§ Record excerpts

++++++

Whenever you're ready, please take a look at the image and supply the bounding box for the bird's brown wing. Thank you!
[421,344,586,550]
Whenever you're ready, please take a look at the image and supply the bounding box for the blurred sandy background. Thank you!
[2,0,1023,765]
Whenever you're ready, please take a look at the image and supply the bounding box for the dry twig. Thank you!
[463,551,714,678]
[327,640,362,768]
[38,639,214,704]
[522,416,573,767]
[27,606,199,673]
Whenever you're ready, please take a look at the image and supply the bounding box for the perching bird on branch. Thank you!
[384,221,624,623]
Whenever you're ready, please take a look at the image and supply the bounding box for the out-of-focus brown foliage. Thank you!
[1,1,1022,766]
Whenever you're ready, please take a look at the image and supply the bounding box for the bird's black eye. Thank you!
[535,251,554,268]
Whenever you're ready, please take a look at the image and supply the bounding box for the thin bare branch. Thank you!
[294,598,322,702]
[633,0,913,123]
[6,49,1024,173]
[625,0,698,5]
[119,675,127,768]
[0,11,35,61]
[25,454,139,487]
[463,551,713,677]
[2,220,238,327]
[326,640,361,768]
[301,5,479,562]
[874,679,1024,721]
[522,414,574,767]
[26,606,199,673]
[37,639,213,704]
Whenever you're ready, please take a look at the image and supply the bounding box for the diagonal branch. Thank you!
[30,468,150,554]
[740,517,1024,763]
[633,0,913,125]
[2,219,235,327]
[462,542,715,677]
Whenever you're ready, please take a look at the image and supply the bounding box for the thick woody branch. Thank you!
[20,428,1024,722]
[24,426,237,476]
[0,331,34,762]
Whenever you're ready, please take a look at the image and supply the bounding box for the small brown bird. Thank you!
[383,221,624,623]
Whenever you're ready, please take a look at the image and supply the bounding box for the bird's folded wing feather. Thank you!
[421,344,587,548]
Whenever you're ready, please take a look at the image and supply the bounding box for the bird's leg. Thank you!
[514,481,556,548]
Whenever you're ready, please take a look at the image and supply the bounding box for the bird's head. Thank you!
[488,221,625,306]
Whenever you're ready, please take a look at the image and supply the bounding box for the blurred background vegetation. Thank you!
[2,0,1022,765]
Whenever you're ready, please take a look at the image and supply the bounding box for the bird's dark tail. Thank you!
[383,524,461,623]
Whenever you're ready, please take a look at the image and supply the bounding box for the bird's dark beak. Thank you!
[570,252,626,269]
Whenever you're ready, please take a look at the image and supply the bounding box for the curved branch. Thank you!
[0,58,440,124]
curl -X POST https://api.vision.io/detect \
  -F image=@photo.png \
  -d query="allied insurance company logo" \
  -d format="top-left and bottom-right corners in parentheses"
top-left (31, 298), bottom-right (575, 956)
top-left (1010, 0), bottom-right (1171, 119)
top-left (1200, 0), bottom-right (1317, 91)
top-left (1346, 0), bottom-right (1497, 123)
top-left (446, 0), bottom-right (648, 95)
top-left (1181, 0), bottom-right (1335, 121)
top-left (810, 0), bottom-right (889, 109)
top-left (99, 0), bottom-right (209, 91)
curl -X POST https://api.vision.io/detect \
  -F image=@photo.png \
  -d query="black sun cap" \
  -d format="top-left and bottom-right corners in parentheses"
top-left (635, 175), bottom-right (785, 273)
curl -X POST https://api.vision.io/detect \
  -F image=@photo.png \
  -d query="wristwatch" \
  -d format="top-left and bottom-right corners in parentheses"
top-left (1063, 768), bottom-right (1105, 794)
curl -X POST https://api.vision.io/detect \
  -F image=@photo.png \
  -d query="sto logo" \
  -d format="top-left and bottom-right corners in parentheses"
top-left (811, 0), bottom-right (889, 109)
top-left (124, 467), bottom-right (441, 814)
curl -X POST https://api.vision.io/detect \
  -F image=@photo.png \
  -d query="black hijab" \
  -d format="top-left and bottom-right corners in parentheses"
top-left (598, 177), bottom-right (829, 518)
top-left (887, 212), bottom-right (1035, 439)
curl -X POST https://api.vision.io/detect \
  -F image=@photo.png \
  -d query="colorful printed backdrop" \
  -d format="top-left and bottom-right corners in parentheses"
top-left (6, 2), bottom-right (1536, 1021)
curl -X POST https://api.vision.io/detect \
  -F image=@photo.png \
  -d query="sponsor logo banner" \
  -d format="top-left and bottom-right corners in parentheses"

++++++

§ Try it
Your task is to transcribe the material exactly.

§ Written solution
Whenever you're ready, please take a look at the image and supply the bounding box for the bird's brown wing. Thank you!
[421,344,586,550]
Whenever you're ready, please take a look at the image and supply the bounding box for the blurred sandy background. Thank you!
[2,0,1023,765]
Whenever you're ready, please take a look at the image and supply the bounding box for the dry twig. Thank you!
[463,551,714,678]
[327,640,362,768]
[38,639,214,704]
[522,416,573,767]
[27,606,199,673]
Whenever you're ready, please take a look at the image and supply the bounding box for the perching bird on branch. Thank you!
[384,221,624,623]
Whenever you're ready, please take a look at the image and supply the bounding box for the out-of-focus brown foliage. Thank you!
[1,1,1022,766]
Whenever you're ready, please take a look at the image and supply the bounding box for the bird's black eye. Thank you!
[535,251,554,268]
Whenever you're ready, please take a look at the image and supply the bounding box for the thin bare branch. Thank you!
[294,598,322,702]
[633,0,913,123]
[6,49,1024,173]
[625,0,698,5]
[119,675,127,768]
[0,11,35,61]
[25,454,139,487]
[463,551,713,677]
[2,220,238,327]
[326,640,361,768]
[301,5,479,562]
[874,679,1024,721]
[522,414,574,767]
[26,606,199,673]
[37,639,213,704]
Whenever you're ready, please take a look at the image and supply the bounding box for the diagonal branch. Thank you!
[30,468,150,554]
[740,517,1024,763]
[633,0,913,125]
[2,219,235,327]
[462,542,715,677]
Whenever you're ready, please take a look at the image and supply the bounding box for the thick woody branch. Thank you!
[20,428,1024,722]
[24,426,237,476]
[0,331,34,762]
Whenever you're ready, please take a look at the image and supply the bounding box for the small brown bird. Thank you!
[383,221,624,623]
Whenever you're ready, please take a look at the image and supply the bounding box for the bird's folded wing feather. Thank you!
[421,344,587,548]
Whenever you're ready, please take a look at the image and supply the bounding box for the bird's leg. Thank you!
[514,481,556,548]
Whenever you're ready, please take a look at the image and supply the bounding box for the bird's head. Thank you!
[488,221,625,306]
Whenever you're ready, please take a look at the image and supply the bounding box for the blurred background vegetation. Thank you!
[2,0,1022,765]
Whenever you're ready, please take a look at the image and supply the bounding box for the bird's dark tail. Thank you!
[383,524,461,623]
Whenever you're ready, please take a look at the image and supply the bounding box for the bird's dark beak. Thank you!
[570,252,626,269]
Whenever you're ready, please take a look at the image and supply the bounding box for the curved branch. Thank you!
[0,58,440,124]
curl -X POST https://api.vision.io/detect \
  -F image=@photo.png \
  -d query="allied insurance company logo" \
  -d format="top-left and bottom-right corners in parentheses"
top-left (31, 298), bottom-right (575, 956)
top-left (1010, 0), bottom-right (1171, 119)
top-left (1200, 0), bottom-right (1317, 91)
top-left (1346, 0), bottom-right (1497, 123)
top-left (446, 0), bottom-right (648, 95)
top-left (1181, 0), bottom-right (1335, 121)
top-left (810, 0), bottom-right (889, 109)
top-left (99, 0), bottom-right (209, 91)
curl -X POST https://api.vision.io/detect \
  -F image=@photo.png \
  -d query="black sun cap" \
  -d format="top-left and bottom-right corners in parentheses"
top-left (635, 175), bottom-right (785, 273)
curl -X POST https://api.vision.io/detect \
  -F image=@photo.png \
  -d query="wristwatch" \
  -d format="top-left and bottom-right corners in parentheses"
top-left (1063, 768), bottom-right (1105, 794)
curl -X POST https://api.vision.io/detect \
  -F image=@photo.png \
  -d query="sto logo" \
  -d format="top-left and bottom-right corners in parentheses"
top-left (811, 0), bottom-right (889, 109)
top-left (124, 467), bottom-right (441, 814)
curl -X POST https://api.vision.io/detect \
  -F image=@photo.png \
  -d query="black hijab" \
  -d format="top-left and bottom-right corners in parentheses"
top-left (598, 177), bottom-right (829, 518)
top-left (887, 212), bottom-right (1035, 439)
curl -X POST https://api.vision.io/detect \
  -F image=@photo.png \
  -d query="colorful printed backdrop" \
  -d format="top-left and bottom-right corners in parentheses"
top-left (6, 2), bottom-right (1536, 1021)
curl -X POST https://api.vision.io/detect \
  -F image=@photo.png \
  -d query="sponsor logo banner" \
  -d format="top-left and bottom-right corners in parentheses"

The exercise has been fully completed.